Task:
Every entry, exactly as given, must be retyped.

Source records:

==================================================

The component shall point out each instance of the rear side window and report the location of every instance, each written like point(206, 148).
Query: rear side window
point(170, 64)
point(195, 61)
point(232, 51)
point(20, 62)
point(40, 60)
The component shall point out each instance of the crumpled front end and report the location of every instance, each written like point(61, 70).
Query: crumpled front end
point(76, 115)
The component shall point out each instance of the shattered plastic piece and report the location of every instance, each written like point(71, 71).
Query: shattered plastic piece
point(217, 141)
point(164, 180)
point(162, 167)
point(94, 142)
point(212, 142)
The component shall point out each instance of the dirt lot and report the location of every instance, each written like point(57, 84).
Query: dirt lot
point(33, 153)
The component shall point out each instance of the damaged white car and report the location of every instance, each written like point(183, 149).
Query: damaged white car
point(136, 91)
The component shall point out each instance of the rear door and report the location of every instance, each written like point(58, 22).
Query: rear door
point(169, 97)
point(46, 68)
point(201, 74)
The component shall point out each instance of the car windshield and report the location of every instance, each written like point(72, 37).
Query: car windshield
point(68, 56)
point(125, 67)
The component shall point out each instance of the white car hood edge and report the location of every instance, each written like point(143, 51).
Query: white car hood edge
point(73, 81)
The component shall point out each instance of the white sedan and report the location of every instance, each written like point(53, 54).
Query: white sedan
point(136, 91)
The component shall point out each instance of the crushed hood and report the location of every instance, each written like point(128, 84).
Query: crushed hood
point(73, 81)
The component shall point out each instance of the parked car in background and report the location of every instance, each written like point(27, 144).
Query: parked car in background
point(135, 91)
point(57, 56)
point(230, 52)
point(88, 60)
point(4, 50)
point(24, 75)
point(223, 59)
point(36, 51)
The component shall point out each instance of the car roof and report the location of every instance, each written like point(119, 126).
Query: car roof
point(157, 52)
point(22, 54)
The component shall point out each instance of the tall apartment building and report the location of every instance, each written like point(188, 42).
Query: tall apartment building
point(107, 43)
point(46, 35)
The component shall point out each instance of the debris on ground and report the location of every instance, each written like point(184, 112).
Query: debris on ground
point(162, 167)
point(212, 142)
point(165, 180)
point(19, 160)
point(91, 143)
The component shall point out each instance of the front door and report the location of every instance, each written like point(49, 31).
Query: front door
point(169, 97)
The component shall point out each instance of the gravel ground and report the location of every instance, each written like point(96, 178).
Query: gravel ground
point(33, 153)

==================================================

Output below:
The component shall point out each instance of the rear side window and report the location of every instance, each written like point(206, 148).
Query: rear side window
point(170, 64)
point(195, 61)
point(232, 51)
point(20, 62)
point(40, 60)
The component shall point out each instance of the crumpled front end and report the location of every instance, each written like point(61, 70).
Query: crumpled front end
point(76, 115)
The component shall point out each instance of the shattered plastic piece and report the location of every instance, each written like point(71, 71).
Query: shattered plastic piece
point(217, 141)
point(164, 180)
point(162, 167)
point(94, 142)
point(212, 142)
The component shall point out each instance of the dirt lot and report the location of every instance, each written like point(57, 84).
Query: dirt lot
point(33, 153)
The component shall point out each instance of the damaged white car and report the location of every instance, each written like point(183, 149).
Query: damaged white car
point(136, 91)
The component shall point out each instance of the rear door and report the location of every instance, each written like point(58, 22).
Query: rear door
point(169, 97)
point(46, 68)
point(201, 74)
The component shall point out each instance of the car windshield and report the location of every instance, each written like point(72, 37).
Query: car windshield
point(68, 56)
point(125, 67)
The component shall point out each instance of the white car hood edge and report the location of every instance, each written like point(143, 51).
Query: white car hood edge
point(73, 81)
The component shall point out each instance of the white sedan and report the location of every instance, each written like point(53, 54).
Query: white sedan
point(136, 91)
The component shall point out each instance of the crushed hood and report the location of every instance, each written like point(128, 84).
Query: crushed hood
point(73, 81)
The component shall point out each instance of the parked car in background and report the location of every instance, each written like point(27, 144).
Query: parked car in background
point(135, 91)
point(57, 56)
point(230, 52)
point(88, 60)
point(4, 50)
point(24, 75)
point(223, 59)
point(36, 51)
The component shall point out each instance of the car roof and report the location of every instance, each written like point(119, 126).
Query: car roof
point(157, 52)
point(22, 54)
The component shall point out each instance of the tall apartment building and report the location of every instance, each written like point(188, 42).
Query: tall apartment building
point(107, 43)
point(46, 35)
The component shall point out each instance of the debris on ground and report the location of every instance, each written like point(184, 112).
Query: debris on ground
point(162, 167)
point(212, 142)
point(165, 180)
point(19, 160)
point(91, 143)
The component shall point out each instance of the front door and report the location of every instance, each written like point(49, 31).
Query: front door
point(169, 97)
The component shall point out each instance of the gravel ground and report the location of every instance, each written like point(96, 178).
Query: gravel ground
point(33, 153)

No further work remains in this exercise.